§ **PROBLEM TO WORK ON**:
Let the output be exactly the lines from the one containing "tail fin in the photo above." through the end of the records below, both included.

[Referring expression pointing data]
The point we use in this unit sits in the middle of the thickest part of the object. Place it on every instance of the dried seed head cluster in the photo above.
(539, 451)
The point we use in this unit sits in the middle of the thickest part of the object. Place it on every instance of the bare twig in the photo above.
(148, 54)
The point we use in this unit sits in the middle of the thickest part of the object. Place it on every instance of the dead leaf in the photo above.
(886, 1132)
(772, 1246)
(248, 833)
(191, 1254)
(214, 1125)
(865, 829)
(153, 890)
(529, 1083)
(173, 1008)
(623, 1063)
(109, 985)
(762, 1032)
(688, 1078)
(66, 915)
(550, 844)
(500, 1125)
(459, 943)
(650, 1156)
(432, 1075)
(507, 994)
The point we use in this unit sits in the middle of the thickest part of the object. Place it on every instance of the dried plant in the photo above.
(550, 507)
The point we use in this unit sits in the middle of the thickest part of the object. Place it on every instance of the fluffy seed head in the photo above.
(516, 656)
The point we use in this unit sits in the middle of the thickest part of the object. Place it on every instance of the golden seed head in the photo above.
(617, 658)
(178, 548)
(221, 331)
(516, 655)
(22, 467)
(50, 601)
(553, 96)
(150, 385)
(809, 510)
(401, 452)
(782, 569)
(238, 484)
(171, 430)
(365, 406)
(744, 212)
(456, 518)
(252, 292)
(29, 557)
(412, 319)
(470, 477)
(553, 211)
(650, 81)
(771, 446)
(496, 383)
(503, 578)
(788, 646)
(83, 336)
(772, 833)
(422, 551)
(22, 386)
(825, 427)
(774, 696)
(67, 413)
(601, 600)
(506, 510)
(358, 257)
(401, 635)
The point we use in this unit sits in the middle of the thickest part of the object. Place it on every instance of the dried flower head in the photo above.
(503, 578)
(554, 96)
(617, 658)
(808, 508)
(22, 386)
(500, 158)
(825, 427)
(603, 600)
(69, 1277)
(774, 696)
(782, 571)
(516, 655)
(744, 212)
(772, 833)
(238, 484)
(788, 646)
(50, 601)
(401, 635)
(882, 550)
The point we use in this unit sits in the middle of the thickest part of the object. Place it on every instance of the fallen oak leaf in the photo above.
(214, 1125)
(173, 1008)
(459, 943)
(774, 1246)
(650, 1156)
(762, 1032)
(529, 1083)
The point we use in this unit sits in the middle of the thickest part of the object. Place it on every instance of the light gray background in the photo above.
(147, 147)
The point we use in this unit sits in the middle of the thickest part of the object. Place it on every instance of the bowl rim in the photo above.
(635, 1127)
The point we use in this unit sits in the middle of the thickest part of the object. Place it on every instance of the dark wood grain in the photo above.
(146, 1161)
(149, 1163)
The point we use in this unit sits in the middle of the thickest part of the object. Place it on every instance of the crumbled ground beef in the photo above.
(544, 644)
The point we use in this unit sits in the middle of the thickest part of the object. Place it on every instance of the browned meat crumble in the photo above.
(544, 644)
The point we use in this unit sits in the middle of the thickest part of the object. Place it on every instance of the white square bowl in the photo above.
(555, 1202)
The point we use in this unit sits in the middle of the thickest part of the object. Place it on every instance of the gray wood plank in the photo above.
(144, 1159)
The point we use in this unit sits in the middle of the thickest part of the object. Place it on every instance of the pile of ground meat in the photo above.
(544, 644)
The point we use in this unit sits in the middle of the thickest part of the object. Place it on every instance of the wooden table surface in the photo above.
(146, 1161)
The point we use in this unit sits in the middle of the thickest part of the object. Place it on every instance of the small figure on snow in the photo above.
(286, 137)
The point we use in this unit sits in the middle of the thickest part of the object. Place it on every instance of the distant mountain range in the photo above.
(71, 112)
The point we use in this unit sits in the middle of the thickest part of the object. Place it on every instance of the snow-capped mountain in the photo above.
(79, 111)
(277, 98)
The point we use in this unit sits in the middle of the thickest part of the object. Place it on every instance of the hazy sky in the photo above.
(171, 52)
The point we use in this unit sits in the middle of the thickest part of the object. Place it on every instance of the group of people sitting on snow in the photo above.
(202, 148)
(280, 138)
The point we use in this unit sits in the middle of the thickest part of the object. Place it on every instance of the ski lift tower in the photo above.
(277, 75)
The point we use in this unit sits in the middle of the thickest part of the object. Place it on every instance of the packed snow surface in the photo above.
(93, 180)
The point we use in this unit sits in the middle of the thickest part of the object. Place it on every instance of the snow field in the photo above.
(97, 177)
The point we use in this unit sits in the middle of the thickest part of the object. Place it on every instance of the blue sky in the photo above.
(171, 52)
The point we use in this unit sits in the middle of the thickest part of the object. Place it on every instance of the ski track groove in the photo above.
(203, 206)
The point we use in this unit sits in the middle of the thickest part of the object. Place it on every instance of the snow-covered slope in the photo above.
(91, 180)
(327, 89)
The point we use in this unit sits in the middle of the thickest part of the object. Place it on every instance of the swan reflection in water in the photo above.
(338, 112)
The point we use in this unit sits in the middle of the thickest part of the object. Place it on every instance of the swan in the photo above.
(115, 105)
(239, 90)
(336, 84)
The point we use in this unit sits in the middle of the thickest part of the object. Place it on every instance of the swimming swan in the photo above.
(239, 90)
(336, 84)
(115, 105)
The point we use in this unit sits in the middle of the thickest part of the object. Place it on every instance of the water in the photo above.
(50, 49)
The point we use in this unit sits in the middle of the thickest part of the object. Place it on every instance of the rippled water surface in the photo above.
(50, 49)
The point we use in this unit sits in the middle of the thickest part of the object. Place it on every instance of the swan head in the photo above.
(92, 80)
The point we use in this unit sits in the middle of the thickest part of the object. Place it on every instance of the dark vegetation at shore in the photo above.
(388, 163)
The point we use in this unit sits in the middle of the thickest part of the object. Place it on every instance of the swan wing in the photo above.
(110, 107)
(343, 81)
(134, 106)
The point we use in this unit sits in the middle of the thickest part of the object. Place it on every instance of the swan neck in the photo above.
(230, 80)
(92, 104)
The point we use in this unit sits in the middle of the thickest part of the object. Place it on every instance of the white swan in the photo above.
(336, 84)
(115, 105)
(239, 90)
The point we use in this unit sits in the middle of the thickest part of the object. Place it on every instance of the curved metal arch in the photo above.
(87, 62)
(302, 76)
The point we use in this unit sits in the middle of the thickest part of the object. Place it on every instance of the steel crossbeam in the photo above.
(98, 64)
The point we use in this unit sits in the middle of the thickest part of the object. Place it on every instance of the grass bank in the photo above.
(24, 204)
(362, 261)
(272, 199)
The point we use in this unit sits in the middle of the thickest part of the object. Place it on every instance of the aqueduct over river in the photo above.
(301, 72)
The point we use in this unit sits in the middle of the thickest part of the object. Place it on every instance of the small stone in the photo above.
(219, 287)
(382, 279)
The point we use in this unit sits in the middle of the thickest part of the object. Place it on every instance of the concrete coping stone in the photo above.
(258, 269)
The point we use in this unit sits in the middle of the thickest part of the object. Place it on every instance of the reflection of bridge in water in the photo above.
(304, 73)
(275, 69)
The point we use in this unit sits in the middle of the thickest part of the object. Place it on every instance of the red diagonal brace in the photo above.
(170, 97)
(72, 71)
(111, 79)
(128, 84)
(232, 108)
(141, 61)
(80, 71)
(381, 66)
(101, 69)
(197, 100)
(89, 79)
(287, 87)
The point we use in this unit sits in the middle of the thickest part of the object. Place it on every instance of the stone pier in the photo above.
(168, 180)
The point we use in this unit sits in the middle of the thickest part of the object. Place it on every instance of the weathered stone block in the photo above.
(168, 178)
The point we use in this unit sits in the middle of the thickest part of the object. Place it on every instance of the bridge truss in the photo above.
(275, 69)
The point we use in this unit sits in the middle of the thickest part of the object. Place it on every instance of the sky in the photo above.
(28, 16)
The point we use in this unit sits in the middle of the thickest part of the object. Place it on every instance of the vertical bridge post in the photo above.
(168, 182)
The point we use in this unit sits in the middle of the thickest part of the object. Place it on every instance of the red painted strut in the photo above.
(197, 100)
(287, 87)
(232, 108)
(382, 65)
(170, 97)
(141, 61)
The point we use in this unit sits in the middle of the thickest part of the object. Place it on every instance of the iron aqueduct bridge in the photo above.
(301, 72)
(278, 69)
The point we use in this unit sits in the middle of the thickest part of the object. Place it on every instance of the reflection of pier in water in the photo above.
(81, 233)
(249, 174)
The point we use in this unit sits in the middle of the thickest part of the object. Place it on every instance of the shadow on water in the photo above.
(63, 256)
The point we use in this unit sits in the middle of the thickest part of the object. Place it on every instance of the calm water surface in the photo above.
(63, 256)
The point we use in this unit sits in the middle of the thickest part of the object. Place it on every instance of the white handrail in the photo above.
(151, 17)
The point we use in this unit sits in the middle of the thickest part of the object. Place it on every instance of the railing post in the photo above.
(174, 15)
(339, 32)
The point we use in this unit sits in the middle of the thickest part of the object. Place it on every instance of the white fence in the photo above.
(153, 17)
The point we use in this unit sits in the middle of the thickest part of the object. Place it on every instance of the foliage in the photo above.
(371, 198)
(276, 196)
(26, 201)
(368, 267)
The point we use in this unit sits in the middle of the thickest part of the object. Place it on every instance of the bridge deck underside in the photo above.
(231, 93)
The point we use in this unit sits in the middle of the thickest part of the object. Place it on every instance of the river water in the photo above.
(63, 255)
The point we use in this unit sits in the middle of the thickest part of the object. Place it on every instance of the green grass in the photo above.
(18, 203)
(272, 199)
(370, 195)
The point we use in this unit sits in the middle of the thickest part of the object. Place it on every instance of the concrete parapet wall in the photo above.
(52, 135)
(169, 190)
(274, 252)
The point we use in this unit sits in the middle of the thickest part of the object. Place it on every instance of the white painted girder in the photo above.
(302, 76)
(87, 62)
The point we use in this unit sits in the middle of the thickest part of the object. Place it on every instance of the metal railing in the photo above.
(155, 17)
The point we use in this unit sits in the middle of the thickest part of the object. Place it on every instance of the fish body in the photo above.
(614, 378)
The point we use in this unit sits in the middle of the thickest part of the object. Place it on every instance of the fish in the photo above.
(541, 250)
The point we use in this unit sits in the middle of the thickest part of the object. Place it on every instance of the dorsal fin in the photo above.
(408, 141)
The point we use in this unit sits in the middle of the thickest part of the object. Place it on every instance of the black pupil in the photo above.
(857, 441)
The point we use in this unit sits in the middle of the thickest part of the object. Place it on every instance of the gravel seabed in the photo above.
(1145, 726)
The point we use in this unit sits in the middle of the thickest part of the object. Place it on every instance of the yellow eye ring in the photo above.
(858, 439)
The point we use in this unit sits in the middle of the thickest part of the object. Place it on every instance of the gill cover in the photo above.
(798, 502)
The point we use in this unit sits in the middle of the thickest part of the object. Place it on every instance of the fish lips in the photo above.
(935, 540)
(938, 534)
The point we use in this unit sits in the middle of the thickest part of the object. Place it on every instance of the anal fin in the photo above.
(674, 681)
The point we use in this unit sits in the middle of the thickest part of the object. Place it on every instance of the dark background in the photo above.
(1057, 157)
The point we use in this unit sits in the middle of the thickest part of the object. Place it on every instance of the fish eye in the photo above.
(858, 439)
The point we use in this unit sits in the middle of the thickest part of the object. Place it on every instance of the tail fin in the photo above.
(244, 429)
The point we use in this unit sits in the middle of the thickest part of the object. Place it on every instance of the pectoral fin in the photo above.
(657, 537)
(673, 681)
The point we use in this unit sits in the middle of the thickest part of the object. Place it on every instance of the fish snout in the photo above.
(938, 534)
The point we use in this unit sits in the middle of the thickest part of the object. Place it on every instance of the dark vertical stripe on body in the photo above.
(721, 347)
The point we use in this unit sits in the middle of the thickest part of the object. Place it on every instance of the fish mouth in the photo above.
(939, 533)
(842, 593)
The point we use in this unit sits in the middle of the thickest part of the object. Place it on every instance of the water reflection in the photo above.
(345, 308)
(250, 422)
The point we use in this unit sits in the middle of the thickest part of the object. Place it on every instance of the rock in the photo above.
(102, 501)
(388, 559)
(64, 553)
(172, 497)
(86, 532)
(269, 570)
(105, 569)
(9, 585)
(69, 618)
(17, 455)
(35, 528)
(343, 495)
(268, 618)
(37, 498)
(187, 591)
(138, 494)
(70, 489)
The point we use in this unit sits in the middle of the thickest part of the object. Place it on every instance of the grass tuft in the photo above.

§ **ANSWER SECTION**:
The point we use in this unit sits in the middle of the thickest part of the object. Place it on every instance of the tail fin in the photo above.
(244, 429)
The point we use in this unit sits in the middle of the thickest part of the object. Place it on every instance of the pectoral fin in the photo above.
(657, 537)
(673, 681)
The point we use in this unit sits in the middle of the thickest part of the object. Place it on every instance of the fish snout in the photo above.
(938, 534)
The point we use in this unit sits in the middle of the thickest part of the object. Place it on every instance of the dark vertical stripe on body in the photo above.
(721, 347)
The point we use in this unit sits in the middle of the thickest part of the object. Place it on every instance of the fish mouth in the photo above.
(939, 533)
(842, 593)
The point we use in this unit sits in the middle of the thickest part of the object. Place it on every instance of the water reflection in the photo above.
(345, 308)
(250, 422)
The point we use in this unit sits in the middle of the thickest part of the object. Place it on every instance of the rock in the photo above.
(102, 501)
(388, 559)
(64, 553)
(172, 497)
(86, 532)
(269, 570)
(105, 569)
(9, 585)
(69, 618)
(17, 455)
(35, 528)
(343, 495)
(268, 618)
(37, 498)
(187, 591)
(138, 494)
(70, 489)
The point we use in this unit sits in the middle of the thickest part of the object. Place it on every instance of the grass tuft in the photo above.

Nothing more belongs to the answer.